◆ **提供的摘录**:
Home > Erlang探索, 源码分析, 调优 > Erlang vheap刨析和注意事项

Erlang vheap刨析和注意事项

原创文章,转载请注明: 转载自系统技术非业余研究

本文链接地址: Erlang vheap刨析和注意事项

Erlang从R13B03开始引入了vheap的概念,具体参见这篇文章:R13B03 binary vheap有助减少binary内存压力
官方的release note里面简单的解释了下:

OTP-8202 A new garbage collecting strategy for binaries which is more
aggressive than the previous implementation. Binaries now has
a virtual binary heap tied to each process. When binaries are
created or received to a process it will check if the heap
limit has been reached and if a reclaim should be done. This
imitates the behavior of ordinary Erlang terms. The virtual
heaps are grown and shrunk like ordinary heaps. This will
lessen the memory footprint of binaries in a system.

但除此之外,无法找到更细的文档。最近在做的服务器程序里面用到了大量的binary, 需要对binary的行为做详细的分析,所以就顺便把vheap好好整理下。

我们首先看下如何控制vheap.
首先看下全局的设置, 参见这里

+hmbs Size
Sets the default binary virtual heap size of processes to the size Size.

如果不设定的话,这个值默认是:

./erl_vm.h:62:#define VH_DEFAULT_SIZE 32768 /* default virtual (bin) heap min size (words) */

我们来验证下我们的设置:

Erlang R16B03 (erts-5.10.4) [source-73d1b4a] [64-bit] [smp:16:16] [async-threads:10] [hipe] [kernel-poll:false]

Eshell V5.10.4  (abort with ^G)
1>  erlang:system_info(min_bin_vheap_size).
{min_bin_vheap_size,46422}

oops, 怎么对不起来呢?
看下代码,原来在erl_init里面会对这个值再进行调整:

    BIN_VH_MIN_SIZE = erts_next_heap_size(BIN_VH_MIN_SIZE, 0);

而这个调整是根据fib数列来的,参看fib数列的实现:

static Sint heap_sizes[MAX_HEAP_SIZES]; /* Suitable heap sizes. */
static int num_heap_sizes;      /* Number of heap sizes. */

void
erts_init_gc(void)
{
{
...
    /* Growth stage 1 - Fibonacci + 1*/
    /* 12,38 will hit size 233, the old default */

    heap_sizes[0] = 12;
    heap_sizes[1] = 38;

    for(i = 2; i < 23; i++) {
        /* one extra word for block header */
        heap_sizes[i] = heap_sizes[i-1] + heap_sizes[i-2] + 1;
    }

...
}
erts_next_heap_size(Uint size, Uint offset)

◆ **你的目标**: 把提供的摘录里从含有“BIN_VH_MIN_SIZE = erts_next_heap_size(BIN_VH_MIN_SIZE, 0);”的那句开始、到“erts_init_gc(void)”为止的这一段再写一遍，并把其中的“erts_init_gc”换成“erts_setup_gc”。 这些数据在这里用不上。

◆ **提供的数据**:
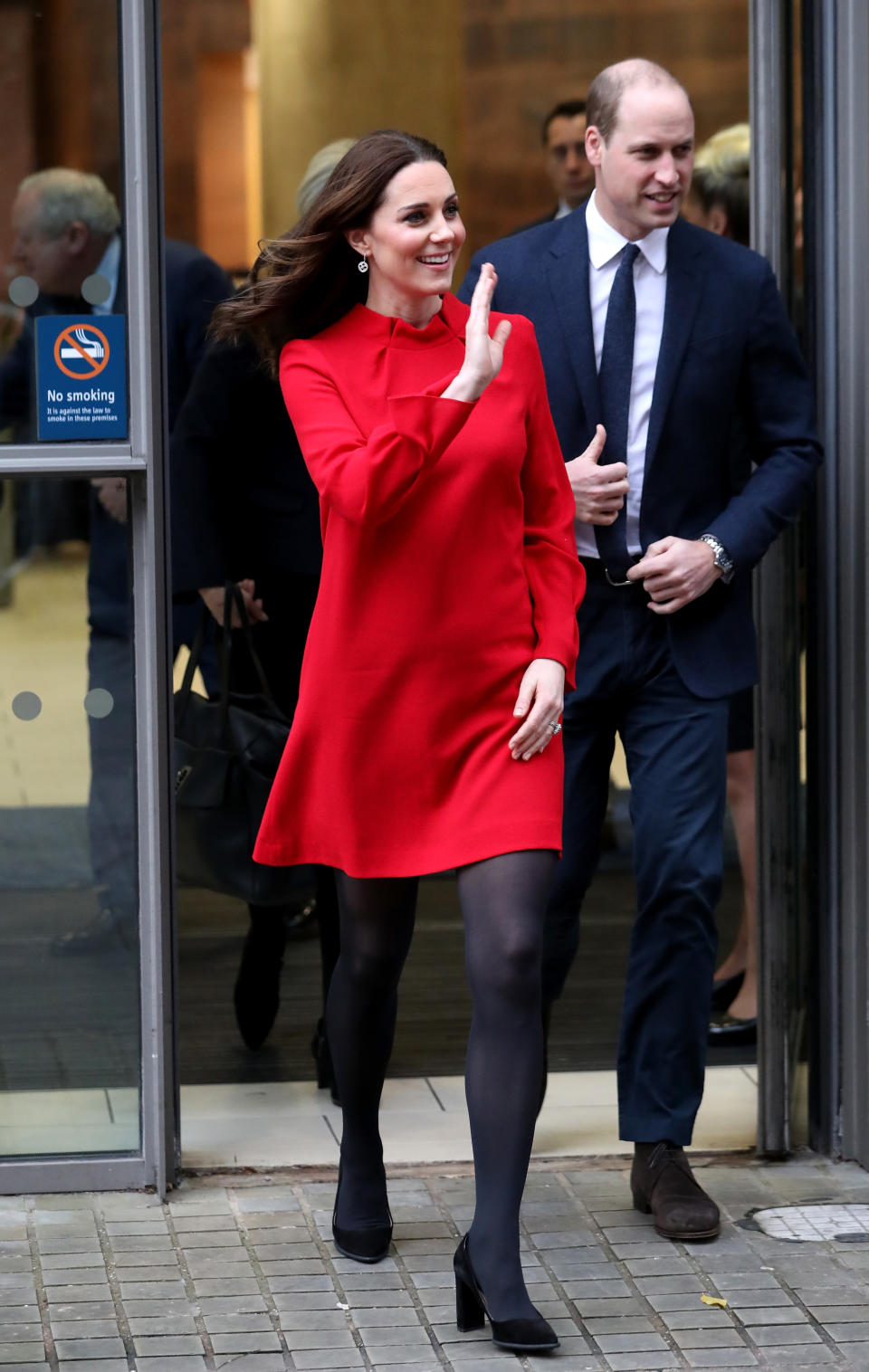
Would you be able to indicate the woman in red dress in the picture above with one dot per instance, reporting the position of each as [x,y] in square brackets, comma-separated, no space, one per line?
[425,731]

◆ **结果**:
BIN_VH_MIN_SIZE = erts_next_heap_size(BIN_VH_MIN_SIZE, 0);

而这个调整是根据fib数列来的,参看fib数列的实现:

static Sint heap_sizes[MAX_HEAP_SIZES]; /* Suitable heap sizes. */
static int num_heap_sizes;      /* Number of heap sizes. */

void
erts_setup_gc(void)